*Task objective:*
Turn the lines of the records below into a numbered list, skipping any blank lines. Leave the pictures out of your answer.

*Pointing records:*

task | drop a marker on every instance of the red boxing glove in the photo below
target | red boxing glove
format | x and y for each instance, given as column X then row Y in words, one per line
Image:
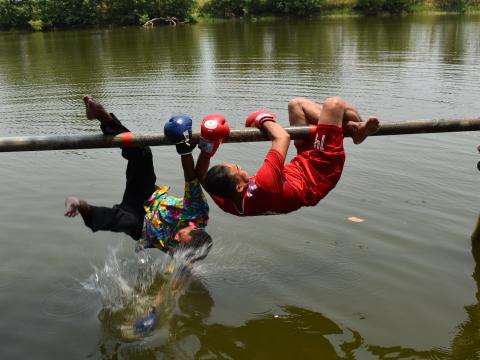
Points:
column 257, row 118
column 214, row 129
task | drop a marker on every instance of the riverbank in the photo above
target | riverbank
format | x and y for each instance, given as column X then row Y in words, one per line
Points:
column 34, row 16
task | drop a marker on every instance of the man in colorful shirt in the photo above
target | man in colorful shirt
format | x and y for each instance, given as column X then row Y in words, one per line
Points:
column 147, row 212
column 279, row 188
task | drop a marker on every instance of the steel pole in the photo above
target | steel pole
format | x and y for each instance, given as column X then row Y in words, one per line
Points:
column 65, row 142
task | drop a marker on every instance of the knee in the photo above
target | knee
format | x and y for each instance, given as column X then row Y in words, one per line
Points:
column 335, row 103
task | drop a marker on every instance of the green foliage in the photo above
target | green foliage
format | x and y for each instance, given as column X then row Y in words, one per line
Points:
column 14, row 13
column 297, row 7
column 370, row 7
column 453, row 5
column 396, row 7
column 233, row 8
column 36, row 25
column 239, row 8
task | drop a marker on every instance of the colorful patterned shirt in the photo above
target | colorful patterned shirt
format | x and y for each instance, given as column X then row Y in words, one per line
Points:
column 166, row 214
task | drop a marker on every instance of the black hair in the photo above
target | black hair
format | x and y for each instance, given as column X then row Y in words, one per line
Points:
column 197, row 248
column 220, row 182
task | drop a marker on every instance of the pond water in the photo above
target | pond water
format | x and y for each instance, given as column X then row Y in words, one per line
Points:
column 309, row 285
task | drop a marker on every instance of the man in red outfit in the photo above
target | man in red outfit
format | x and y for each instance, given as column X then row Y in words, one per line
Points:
column 279, row 188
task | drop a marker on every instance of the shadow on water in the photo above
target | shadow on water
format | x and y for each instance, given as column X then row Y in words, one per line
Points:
column 466, row 344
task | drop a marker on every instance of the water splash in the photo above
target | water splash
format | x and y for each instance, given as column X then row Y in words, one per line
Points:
column 143, row 287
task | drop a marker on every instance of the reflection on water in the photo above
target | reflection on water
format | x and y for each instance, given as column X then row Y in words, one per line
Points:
column 466, row 344
column 391, row 287
column 292, row 332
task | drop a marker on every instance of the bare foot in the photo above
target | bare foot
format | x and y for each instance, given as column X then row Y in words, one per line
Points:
column 74, row 206
column 95, row 110
column 359, row 131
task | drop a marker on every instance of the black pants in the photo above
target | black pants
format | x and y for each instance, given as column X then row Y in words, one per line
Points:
column 126, row 217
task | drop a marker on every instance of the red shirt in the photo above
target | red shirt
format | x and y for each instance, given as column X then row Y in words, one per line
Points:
column 279, row 189
column 269, row 192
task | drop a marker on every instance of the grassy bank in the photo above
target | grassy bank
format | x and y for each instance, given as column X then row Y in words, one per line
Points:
column 38, row 15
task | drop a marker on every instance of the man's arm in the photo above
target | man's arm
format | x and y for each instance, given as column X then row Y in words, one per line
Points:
column 351, row 114
column 188, row 166
column 280, row 138
column 201, row 169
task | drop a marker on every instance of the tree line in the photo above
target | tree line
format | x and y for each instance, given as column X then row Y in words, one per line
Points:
column 50, row 14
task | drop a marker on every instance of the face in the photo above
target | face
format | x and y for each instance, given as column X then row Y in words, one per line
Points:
column 183, row 235
column 240, row 175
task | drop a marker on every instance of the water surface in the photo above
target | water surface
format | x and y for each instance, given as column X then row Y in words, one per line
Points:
column 306, row 285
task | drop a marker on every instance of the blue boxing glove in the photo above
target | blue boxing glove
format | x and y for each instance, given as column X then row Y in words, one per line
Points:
column 146, row 324
column 179, row 130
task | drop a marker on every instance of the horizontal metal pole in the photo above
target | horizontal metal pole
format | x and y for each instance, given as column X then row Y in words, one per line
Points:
column 55, row 142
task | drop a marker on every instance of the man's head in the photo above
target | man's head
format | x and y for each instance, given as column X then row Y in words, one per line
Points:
column 226, row 180
column 194, row 242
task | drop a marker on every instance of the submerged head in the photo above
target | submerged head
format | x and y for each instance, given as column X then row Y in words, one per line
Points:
column 194, row 242
column 226, row 180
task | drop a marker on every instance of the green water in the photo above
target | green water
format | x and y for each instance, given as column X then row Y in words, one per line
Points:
column 309, row 285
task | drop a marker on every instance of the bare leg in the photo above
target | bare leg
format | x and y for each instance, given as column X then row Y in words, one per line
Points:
column 359, row 131
column 303, row 112
column 306, row 112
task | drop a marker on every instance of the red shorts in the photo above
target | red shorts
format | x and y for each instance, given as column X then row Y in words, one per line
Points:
column 319, row 164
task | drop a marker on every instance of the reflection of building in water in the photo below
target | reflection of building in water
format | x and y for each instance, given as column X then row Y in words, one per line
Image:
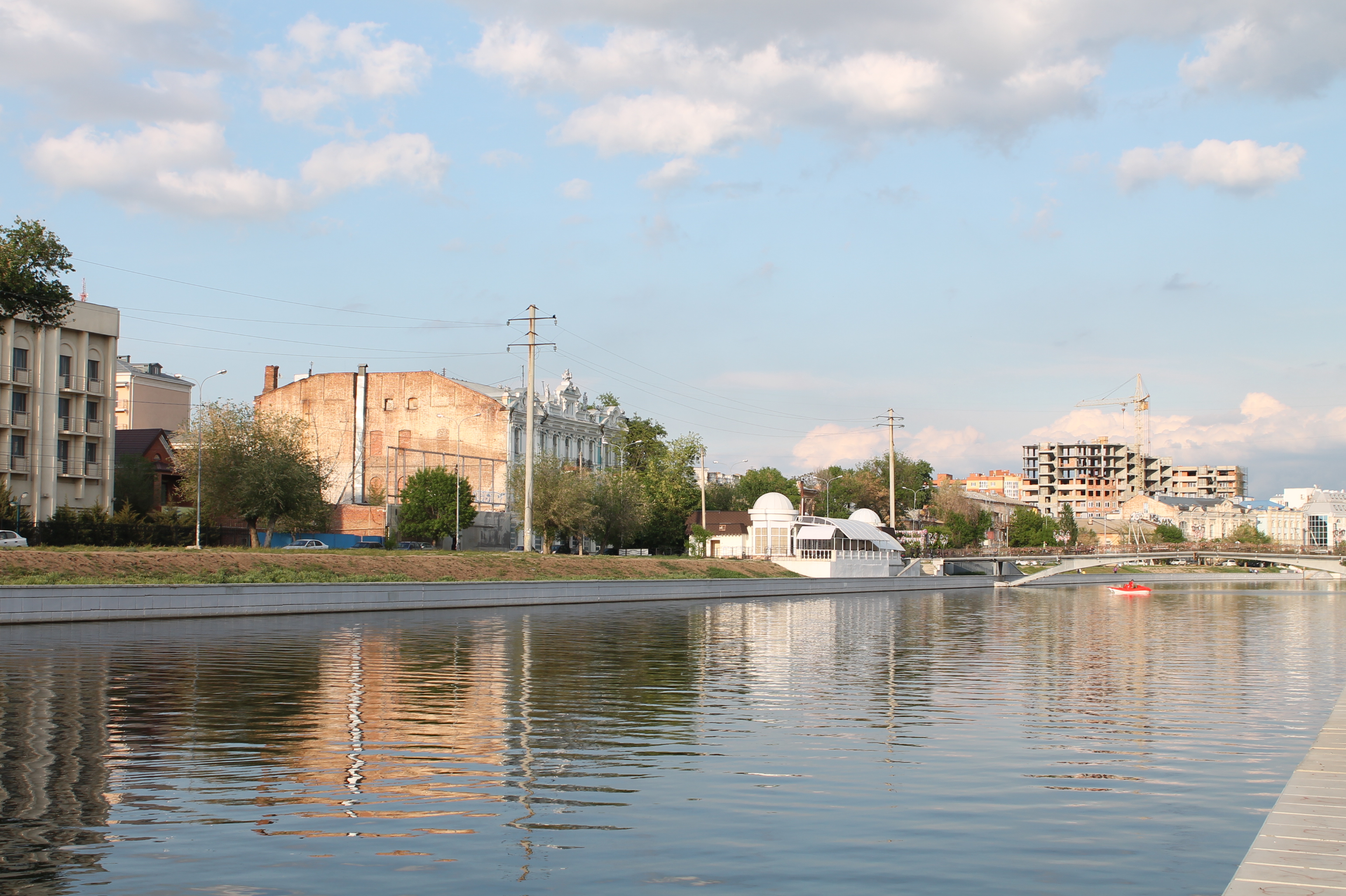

*Result of the exercise:*
1. task | drop a marker on every instance of the red boxing glove in the photo below
2. target | red boxing glove
3. format | x and y for each instance, given as column X then row Y in words, one per line
4. Image:
5. Points:
6. column 257, row 118
7. column 214, row 129
8. task | drop a marker on every instance of the riverbank in the photo above
9. target | riverbank
10. format | x and y for each instance, given as column X then row Y in words, one per line
11. Points:
12. column 34, row 16
13. task | drop a marker on every instance of the man in colorful shirt in the photo above
14. target | man in colorful shirt
15. format | x and y for each instance, given as column X then row Y in words, one per line
16. Points:
17. column 147, row 212
18. column 279, row 188
19. task | drop a marker on every instance of the steel pole in the photo above
20. target | steel pole
21. format | x and y for each instance, given as column X then row Y in words, one per line
22. Points:
23. column 65, row 142
24. task | drop a marker on every instance of the knee in the photo above
25. target | knee
26. format | x and y for each instance, given as column X then row Y in words, one per line
27. Points:
28. column 335, row 103
29. task | drop a marker on every instance of the green foliage in the photo above
30. target | green foliage
31. format | x and y for each instance, given as column X then row Y in words, one per line
32. Points:
33. column 14, row 13
34. column 297, row 7
35. column 370, row 7
36. column 453, row 5
37. column 396, row 7
38. column 233, row 8
39. column 36, row 25
40. column 239, row 8
41. task | drop a marker on every instance of the colorful patterned shirt in the photo above
42. target | colorful patterned shirt
43. format | x and y for each instance, given as column X then row Y in words, one per line
44. Points:
45. column 166, row 214
46. task | drop a marker on every instance of the black hair in the photo above
47. target | black hair
48. format | x and y for each instance, given as column X then row Y in words, one per line
49. Points:
50. column 197, row 248
51. column 220, row 182
52. task | drop a marker on every instance of the pond water in the photo above
53. target | pond water
54. format | x and y for each instance, given as column X then row Y in words, one per line
55. Points:
56. column 309, row 285
57. task | drop a marker on every instance of the man in red outfit in the photo above
58. target | man in red outfit
59. format | x and y for each instance, given as column X then row Y in words, one per line
60. Points:
61. column 279, row 188
62. task | drop a marker on every instance of the shadow on water in the photo above
63. target | shadow on water
64. format | x and y for each instance, given as column X then row Y in words, one per line
65. Points:
66. column 466, row 344
67. task | drop a marker on every instance of the water splash in the photo above
68. target | water splash
69. format | x and y for each instance, given as column X then row Y in words, one per line
70. Points:
71. column 143, row 287
72. task | drop a marker on every instance of the reflection on water in the photo above
73. target | reflection on water
74. format | x and y for each instance, given as column X then row Y in words, one per line
75. Points:
76. column 466, row 344
77. column 391, row 287
78. column 292, row 332
79. task | drop a marker on every instance of the bare foot in the photo above
80. target | bare foot
81. format | x and y for each instance, given as column X then row Y in words, one per line
82. Points:
83. column 74, row 206
84. column 95, row 110
85. column 359, row 131
86. task | drop a marker on every instance of the black pants in the photo above
87. target | black pants
88. format | x and y for each instance, given as column X then row Y in words, one per line
89. Points:
90. column 126, row 217
91. task | drop a marker on every instance of the red shirt in the photo above
92. target | red shirt
93. format | x and y for each instance, given as column X then row Y in words, one per line
94. Points:
95. column 279, row 189
96. column 269, row 192
97. task | drop a marker on every instance of the grassy bank in the photo above
98. target | grassy bank
99. format | x and y for each instance, given as column X then row Y in words, one per line
100. Points:
101. column 38, row 15
102. task | drop a marker on every instance of the man's arm in the photo above
103. target | man's arm
104. format | x and y for each instance, given as column X then row Y in words, one per line
105. Points:
106. column 351, row 114
107. column 188, row 166
108. column 280, row 138
109. column 201, row 169
110. task | drop a marker on every instance of the tree line in the photo above
111. target | tree line
112. format | x and y for each instance, given as column X then row Y in words, one per line
113. Points:
114. column 50, row 14
115. task | drop a marker on every instance of the face in the photo above
116. target | face
117. format | x and y for each instance, given as column X then row Y in words, one per line
118. Points:
119. column 183, row 235
120. column 240, row 175
121. task | drop a marker on every instance of the water surface in the photo above
122. target | water surface
123. format | x and y for each instance, given as column X then row Y in words, one per line
124. Points:
125. column 306, row 285
126. task | drop a marker on every instance of the blue boxing glove in the photo above
127. target | blue boxing glove
128. format | x and y for each instance, given as column X then row Y in words, one per line
129. Points:
130. column 146, row 324
131. column 179, row 130
132. task | drop a marker on every instance of the horizontal metal pole in the photo above
133. target | horizontal metal pole
134. format | x and y for each instance, given as column X then row Y in words, one per line
135. Points:
136. column 55, row 142
137. task | drop a marker on every instance of the man's head in the photo above
138. target | man's head
139. format | x and y for each instance, given as column X then row Y in words, one per line
140. Points:
141. column 226, row 180
142. column 194, row 242
143. task | drop a marker on every instance of the submerged head in the photo above
144. target | submerged head
145. format | x and y for each instance, given as column X then row Y in words, one per line
146. Points:
147. column 194, row 242
148. column 226, row 180
149. task | drop a marker on every instance of the green water in the photo above
150. target | green water
151. format | x and y for each instance, given as column X then row Y in words, one per line
152. Points:
153. column 309, row 285
154. task | drop a marker on every instance of the bare leg in the photo above
155. target | bare leg
156. format | x and y for each instance, given as column X then row Y in words, one per line
157. Points:
158. column 359, row 131
159. column 303, row 112
160. column 306, row 112
161. task | drop a marker on every instance of the red shorts in the photo above
162. target | red shorts
163. format | x and y for each instance, given as column X then row Y in words, one per line
164. Points:
165. column 319, row 164
166. task | drop a marker on every instance of the reflection of building in water in the photo below
167. target | reflection of building in water
168. format | x and y for each instance, given as column X then row Y in words, one per line
169. Image:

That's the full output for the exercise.